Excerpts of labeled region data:
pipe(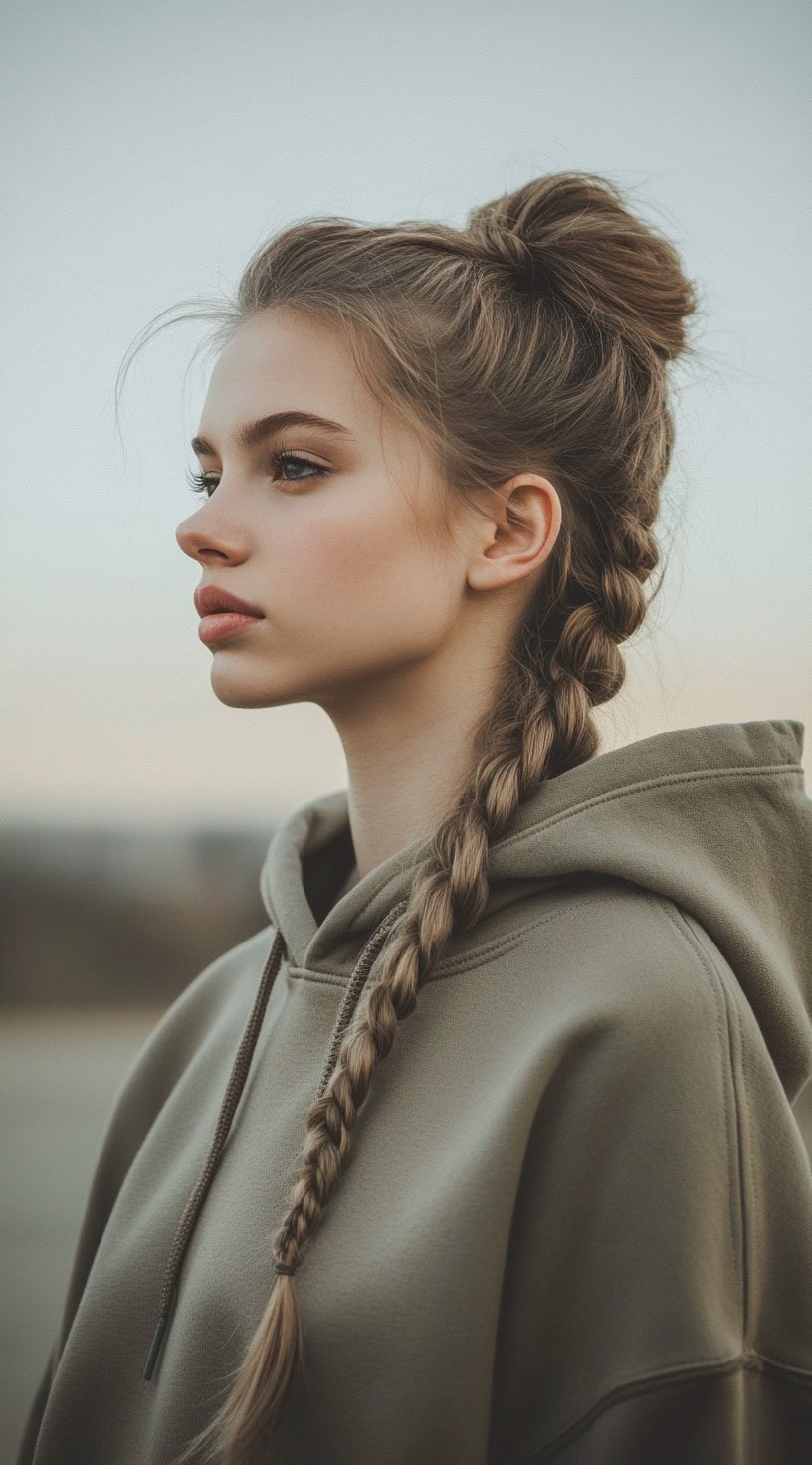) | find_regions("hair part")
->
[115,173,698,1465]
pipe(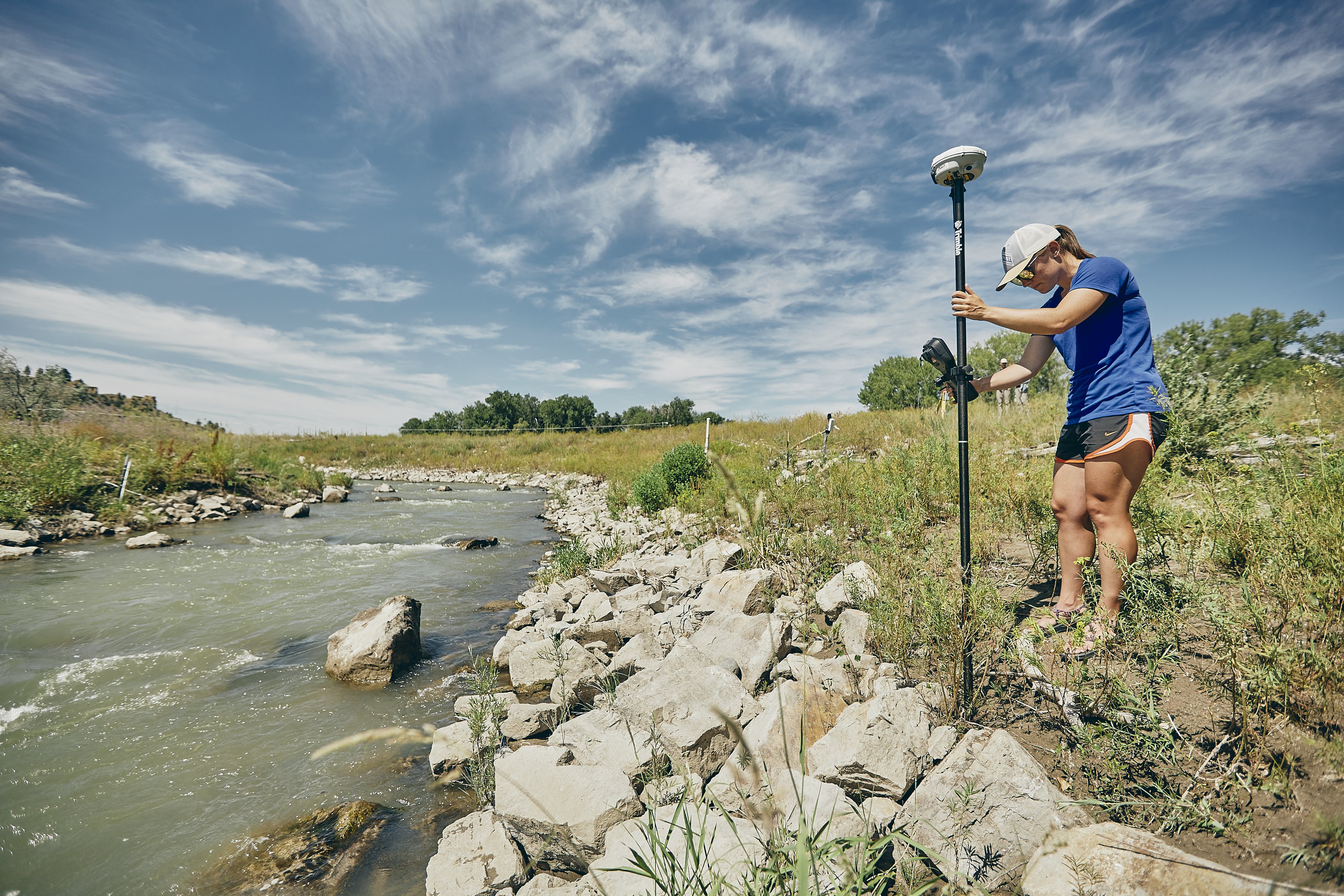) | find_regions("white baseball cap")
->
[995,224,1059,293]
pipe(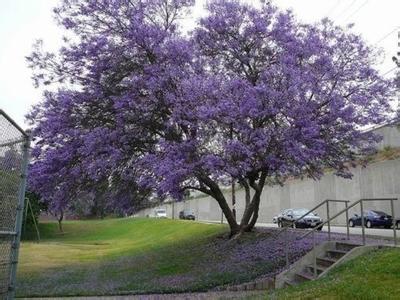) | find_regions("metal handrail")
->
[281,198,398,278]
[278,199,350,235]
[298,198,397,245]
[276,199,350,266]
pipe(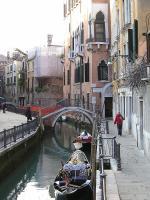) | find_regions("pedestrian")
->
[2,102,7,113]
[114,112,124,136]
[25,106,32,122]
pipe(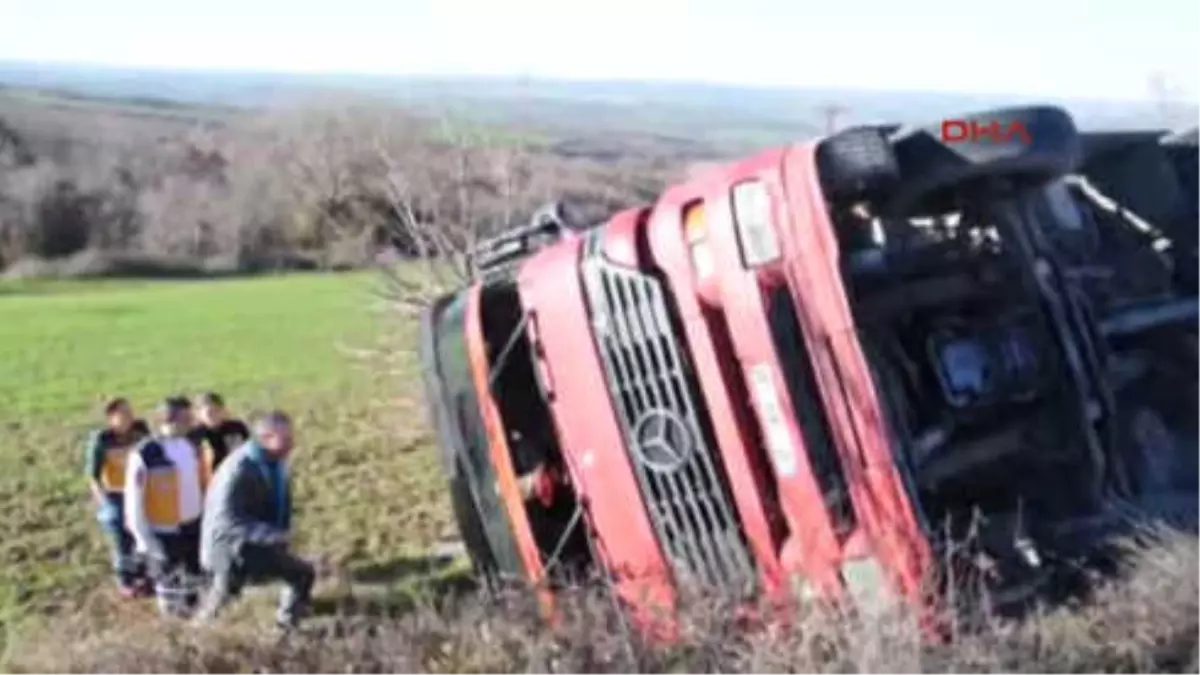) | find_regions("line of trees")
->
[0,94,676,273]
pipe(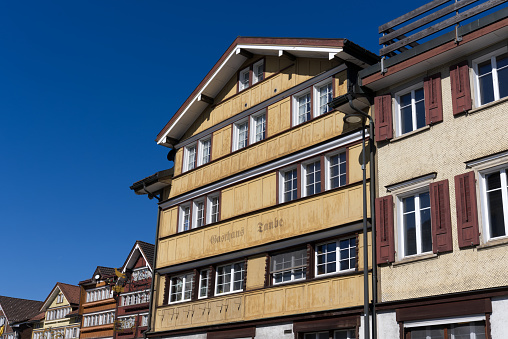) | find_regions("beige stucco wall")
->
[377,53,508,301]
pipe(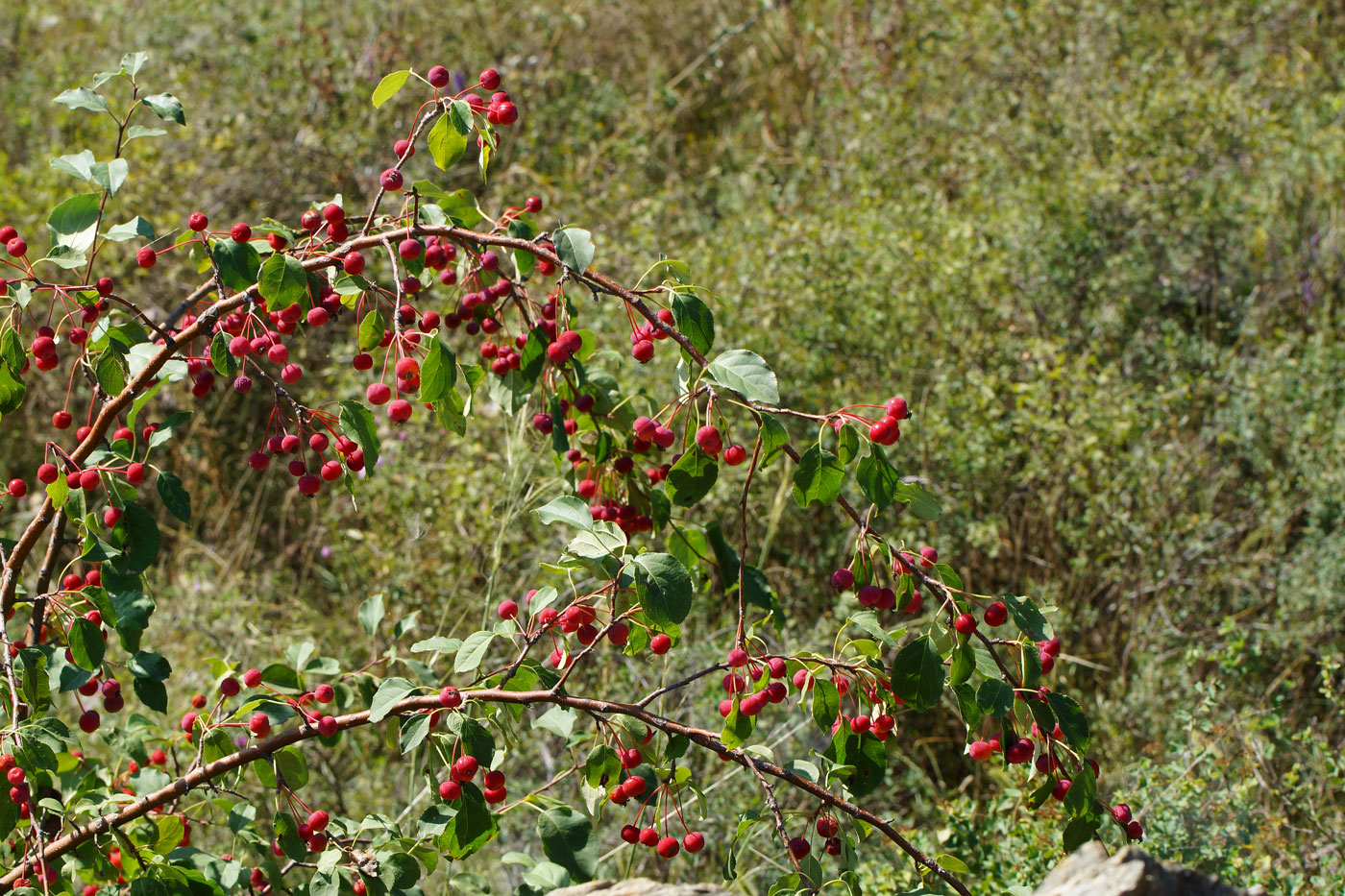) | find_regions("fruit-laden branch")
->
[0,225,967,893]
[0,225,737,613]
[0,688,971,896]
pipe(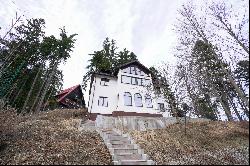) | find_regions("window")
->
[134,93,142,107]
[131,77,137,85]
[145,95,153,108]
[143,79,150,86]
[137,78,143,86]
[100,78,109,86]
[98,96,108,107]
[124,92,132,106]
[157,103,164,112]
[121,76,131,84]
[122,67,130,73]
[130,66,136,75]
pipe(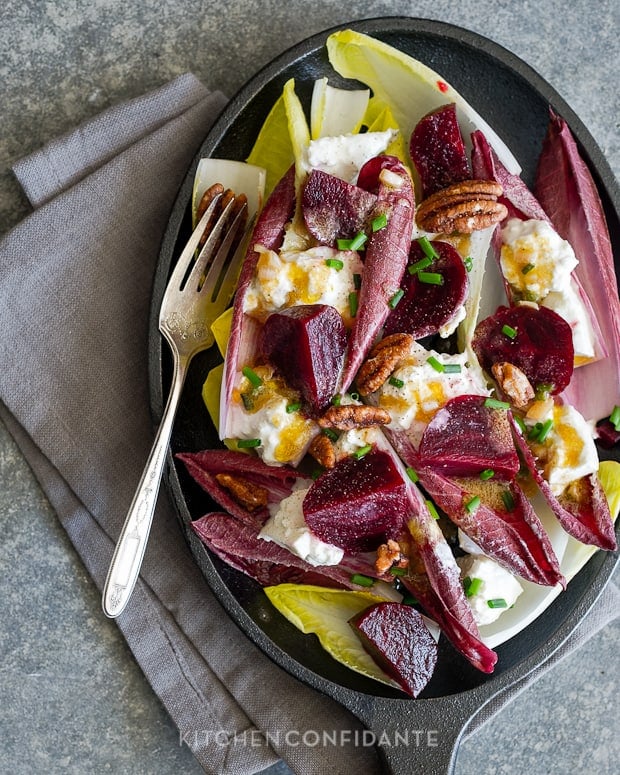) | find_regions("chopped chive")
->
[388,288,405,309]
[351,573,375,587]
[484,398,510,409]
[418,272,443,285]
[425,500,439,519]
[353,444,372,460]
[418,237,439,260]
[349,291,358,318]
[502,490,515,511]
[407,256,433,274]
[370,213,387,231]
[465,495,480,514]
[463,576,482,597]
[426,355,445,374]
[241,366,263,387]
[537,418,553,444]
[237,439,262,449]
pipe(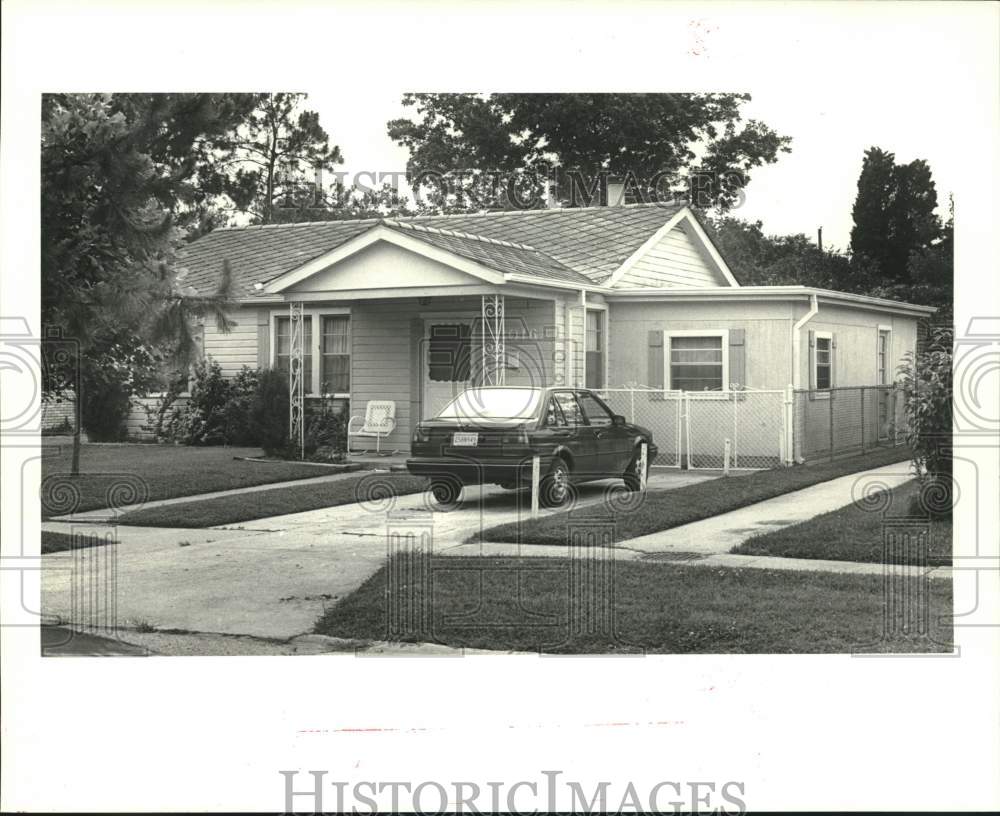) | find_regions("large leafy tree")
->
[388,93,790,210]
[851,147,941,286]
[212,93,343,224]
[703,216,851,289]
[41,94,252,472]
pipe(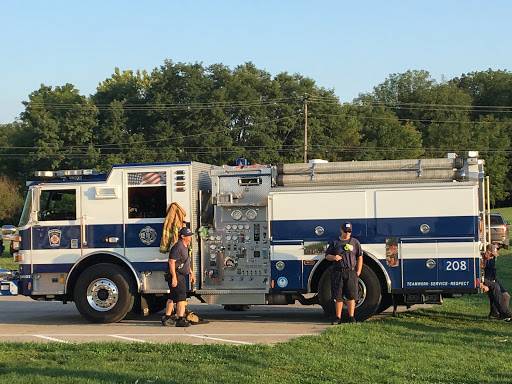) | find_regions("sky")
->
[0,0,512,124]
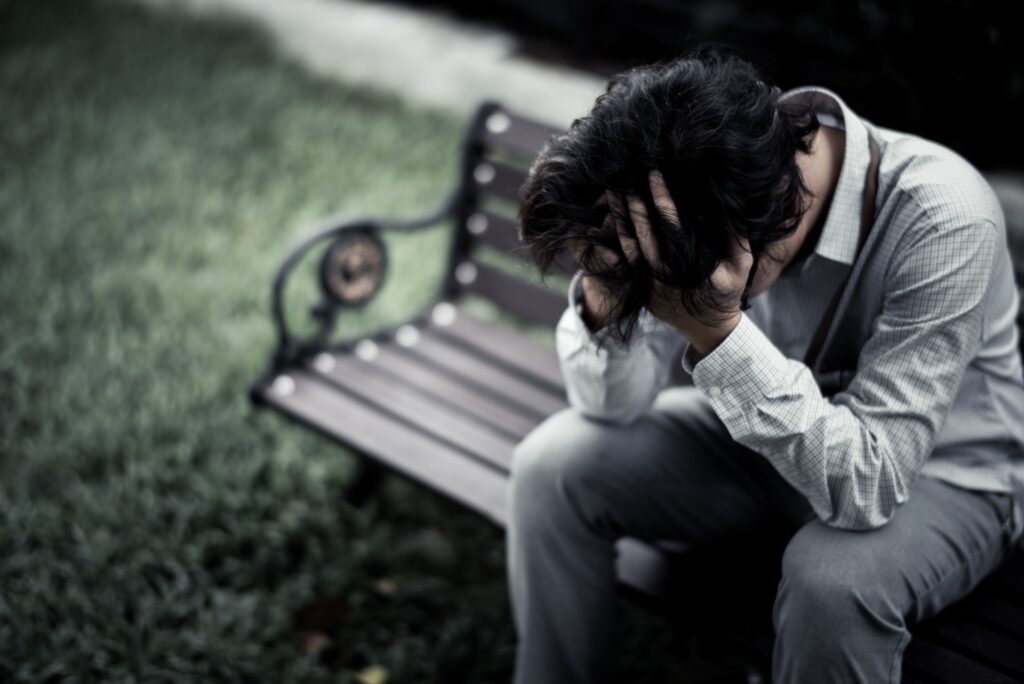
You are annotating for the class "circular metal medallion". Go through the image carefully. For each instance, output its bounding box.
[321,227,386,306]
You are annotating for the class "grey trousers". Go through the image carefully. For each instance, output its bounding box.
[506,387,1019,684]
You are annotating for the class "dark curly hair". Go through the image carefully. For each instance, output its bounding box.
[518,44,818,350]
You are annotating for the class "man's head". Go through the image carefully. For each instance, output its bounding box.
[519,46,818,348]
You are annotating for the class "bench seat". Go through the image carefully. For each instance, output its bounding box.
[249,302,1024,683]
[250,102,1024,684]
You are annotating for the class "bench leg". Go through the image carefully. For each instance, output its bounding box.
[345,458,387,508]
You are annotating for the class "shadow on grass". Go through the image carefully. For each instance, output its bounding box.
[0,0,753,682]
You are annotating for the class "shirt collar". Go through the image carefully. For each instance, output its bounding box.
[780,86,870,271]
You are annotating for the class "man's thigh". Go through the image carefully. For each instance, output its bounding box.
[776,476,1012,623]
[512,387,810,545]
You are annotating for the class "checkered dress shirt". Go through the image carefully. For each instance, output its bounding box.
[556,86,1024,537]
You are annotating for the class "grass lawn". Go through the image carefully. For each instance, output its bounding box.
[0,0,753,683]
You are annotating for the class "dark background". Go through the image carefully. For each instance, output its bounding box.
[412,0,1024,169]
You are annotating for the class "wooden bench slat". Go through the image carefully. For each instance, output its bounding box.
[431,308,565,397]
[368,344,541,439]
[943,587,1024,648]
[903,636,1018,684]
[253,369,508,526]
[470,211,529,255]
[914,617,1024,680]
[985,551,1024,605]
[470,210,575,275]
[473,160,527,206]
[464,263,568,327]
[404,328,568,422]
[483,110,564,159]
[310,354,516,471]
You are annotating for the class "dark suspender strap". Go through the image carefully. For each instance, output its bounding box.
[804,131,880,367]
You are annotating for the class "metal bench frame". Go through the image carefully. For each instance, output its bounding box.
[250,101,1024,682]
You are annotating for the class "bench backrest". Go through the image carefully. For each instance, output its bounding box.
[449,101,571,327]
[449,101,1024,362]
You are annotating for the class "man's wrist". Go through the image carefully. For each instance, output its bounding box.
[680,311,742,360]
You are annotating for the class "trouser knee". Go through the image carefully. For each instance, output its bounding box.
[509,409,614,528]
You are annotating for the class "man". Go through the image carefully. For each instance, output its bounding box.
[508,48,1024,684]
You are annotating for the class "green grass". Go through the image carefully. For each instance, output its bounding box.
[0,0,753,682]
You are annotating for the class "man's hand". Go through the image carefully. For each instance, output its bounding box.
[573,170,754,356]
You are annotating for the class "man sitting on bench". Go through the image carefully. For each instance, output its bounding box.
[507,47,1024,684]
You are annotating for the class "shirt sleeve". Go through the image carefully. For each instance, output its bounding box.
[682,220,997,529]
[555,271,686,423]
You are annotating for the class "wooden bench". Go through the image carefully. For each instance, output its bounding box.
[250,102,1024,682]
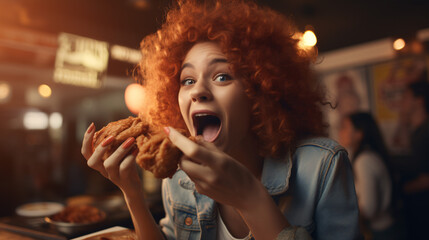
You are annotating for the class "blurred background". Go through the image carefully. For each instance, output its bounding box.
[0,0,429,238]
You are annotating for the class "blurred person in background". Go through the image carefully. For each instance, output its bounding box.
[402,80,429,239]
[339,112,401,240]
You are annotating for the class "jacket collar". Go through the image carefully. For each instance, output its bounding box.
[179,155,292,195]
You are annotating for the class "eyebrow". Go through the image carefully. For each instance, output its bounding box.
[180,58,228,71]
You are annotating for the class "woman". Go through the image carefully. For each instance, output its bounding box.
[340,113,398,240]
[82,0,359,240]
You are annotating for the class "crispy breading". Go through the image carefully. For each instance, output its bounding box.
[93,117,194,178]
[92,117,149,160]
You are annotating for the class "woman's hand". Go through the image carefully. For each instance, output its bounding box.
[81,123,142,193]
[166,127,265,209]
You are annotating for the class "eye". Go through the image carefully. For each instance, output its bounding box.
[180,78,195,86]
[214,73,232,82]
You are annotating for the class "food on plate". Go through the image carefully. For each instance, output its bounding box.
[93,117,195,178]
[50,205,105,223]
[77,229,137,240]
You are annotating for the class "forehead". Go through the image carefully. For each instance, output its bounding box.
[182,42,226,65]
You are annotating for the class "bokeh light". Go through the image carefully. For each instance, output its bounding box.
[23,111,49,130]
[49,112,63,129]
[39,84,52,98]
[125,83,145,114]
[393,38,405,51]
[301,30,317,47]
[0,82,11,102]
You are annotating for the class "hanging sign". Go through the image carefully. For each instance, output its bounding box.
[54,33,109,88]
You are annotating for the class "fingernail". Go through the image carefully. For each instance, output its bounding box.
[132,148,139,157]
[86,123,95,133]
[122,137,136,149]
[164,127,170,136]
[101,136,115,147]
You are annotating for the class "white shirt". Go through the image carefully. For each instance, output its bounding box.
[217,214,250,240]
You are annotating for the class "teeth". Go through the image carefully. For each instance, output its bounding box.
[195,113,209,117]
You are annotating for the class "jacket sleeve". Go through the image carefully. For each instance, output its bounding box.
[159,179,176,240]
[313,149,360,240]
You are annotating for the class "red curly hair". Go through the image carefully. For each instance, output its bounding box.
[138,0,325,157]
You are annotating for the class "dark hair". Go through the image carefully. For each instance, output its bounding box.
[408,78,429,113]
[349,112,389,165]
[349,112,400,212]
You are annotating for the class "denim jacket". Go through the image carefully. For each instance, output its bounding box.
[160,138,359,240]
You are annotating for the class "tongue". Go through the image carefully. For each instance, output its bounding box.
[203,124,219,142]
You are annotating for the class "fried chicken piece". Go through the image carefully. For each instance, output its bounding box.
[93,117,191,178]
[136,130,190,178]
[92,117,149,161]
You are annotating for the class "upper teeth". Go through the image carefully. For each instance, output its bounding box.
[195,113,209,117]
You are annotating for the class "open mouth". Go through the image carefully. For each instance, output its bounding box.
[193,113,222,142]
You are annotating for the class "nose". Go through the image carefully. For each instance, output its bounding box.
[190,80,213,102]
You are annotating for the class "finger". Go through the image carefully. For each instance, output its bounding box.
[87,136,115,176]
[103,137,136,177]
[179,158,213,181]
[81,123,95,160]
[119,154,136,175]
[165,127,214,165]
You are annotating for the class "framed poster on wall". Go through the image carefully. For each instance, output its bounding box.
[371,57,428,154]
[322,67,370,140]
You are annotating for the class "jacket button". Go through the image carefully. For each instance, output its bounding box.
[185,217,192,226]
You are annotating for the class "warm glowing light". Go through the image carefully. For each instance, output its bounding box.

• [What to produce] Find each line above that contains the word "teeth" and copy it out in full. Match case exactly.

• [Response for this exercise]
You are annotating for the class "teeth". Go through the image carefully. For each instance, output its bounding box.
You are annotating for the class "upper teeth". Go through the image carefully. For each instance, output its bounding box.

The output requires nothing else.